BEGIN Entries provided

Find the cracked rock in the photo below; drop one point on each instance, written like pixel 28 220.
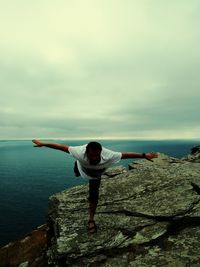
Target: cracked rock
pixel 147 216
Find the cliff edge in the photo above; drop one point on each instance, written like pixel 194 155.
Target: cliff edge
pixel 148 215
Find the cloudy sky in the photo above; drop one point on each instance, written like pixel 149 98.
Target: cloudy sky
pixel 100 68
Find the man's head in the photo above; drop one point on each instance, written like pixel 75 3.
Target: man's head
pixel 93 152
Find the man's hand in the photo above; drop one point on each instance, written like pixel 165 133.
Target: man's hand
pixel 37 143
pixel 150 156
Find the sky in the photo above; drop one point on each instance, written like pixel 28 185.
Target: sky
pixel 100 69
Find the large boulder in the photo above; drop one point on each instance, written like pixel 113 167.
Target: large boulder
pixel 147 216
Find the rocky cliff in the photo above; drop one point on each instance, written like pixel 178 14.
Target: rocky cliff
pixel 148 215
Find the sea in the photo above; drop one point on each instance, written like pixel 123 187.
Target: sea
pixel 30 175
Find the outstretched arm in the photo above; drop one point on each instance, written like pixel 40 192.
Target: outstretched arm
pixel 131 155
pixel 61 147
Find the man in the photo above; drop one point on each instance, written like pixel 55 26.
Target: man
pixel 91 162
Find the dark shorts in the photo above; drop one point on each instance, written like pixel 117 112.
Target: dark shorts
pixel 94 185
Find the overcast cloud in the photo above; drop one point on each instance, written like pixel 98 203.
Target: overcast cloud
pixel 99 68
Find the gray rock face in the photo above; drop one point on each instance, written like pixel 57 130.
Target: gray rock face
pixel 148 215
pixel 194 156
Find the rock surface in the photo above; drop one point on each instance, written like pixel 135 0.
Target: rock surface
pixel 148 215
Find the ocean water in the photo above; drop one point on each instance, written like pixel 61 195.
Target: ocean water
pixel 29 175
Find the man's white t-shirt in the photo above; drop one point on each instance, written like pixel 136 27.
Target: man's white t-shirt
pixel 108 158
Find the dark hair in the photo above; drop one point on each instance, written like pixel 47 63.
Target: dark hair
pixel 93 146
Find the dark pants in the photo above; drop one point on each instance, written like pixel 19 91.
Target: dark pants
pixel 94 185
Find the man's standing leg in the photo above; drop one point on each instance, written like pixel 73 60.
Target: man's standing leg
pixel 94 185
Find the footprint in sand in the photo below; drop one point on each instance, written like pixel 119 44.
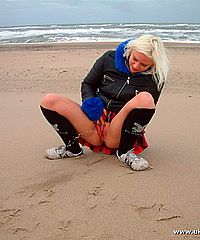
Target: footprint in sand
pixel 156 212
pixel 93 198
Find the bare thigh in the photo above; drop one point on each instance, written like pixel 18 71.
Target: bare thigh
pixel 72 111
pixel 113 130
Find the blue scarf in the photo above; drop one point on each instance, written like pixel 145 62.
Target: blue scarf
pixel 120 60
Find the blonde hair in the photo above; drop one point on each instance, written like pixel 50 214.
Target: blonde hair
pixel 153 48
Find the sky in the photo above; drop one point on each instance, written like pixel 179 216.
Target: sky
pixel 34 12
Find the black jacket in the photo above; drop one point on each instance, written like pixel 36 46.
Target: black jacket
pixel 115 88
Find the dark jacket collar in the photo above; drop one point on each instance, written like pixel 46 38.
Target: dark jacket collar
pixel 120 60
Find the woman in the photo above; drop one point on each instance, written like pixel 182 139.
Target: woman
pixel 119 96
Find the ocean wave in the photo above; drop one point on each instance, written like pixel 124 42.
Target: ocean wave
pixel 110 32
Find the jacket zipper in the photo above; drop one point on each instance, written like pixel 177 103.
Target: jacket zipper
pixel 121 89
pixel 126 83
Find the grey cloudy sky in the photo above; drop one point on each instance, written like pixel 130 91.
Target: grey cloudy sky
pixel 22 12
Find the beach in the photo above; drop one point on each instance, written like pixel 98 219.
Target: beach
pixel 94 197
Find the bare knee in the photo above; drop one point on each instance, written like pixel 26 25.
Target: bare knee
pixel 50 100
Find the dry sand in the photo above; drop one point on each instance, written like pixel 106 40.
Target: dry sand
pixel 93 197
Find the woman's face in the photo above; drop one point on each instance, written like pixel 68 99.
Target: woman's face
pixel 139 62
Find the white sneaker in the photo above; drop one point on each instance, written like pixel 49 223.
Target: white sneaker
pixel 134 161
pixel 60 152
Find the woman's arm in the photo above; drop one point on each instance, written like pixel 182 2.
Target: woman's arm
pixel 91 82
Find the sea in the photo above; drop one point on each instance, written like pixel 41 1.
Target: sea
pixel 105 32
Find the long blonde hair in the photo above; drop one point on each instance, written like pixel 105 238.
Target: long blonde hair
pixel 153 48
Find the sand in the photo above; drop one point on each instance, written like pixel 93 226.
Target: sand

END Entries provided

• **Required action**
Which lines above contain "below"? Show each of them.

• **Worked solution**
Find the cracked rock in the photo below; drop one point on each instance, written like pixel 28 220.
Find the footprint in sand in the photo below; drop one point on each instance, written like pixel 119 44.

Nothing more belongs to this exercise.